**Prompt**
Your answer must be an exact copy of the records below, with every picture left out.

Material for this exercise below:

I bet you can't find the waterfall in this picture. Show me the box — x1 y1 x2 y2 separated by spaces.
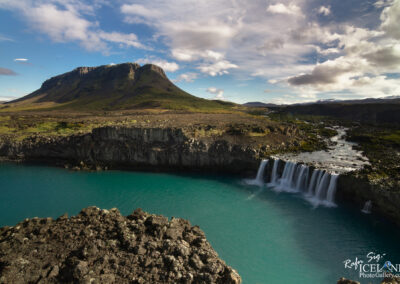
295 165 309 192
315 172 330 200
307 169 320 195
326 174 339 205
276 162 298 191
361 200 372 214
270 159 279 184
245 158 339 208
255 160 268 184
245 159 268 186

End of Material for this exercise.

**Solution below**
I bet you can't find the waterfall in this picture. Show me the box — x1 y1 x2 y2 separated by spaces.
295 165 309 192
315 172 330 200
307 169 320 195
326 174 339 205
276 162 298 191
361 200 372 214
270 159 279 184
245 158 339 208
255 160 268 184
245 159 268 186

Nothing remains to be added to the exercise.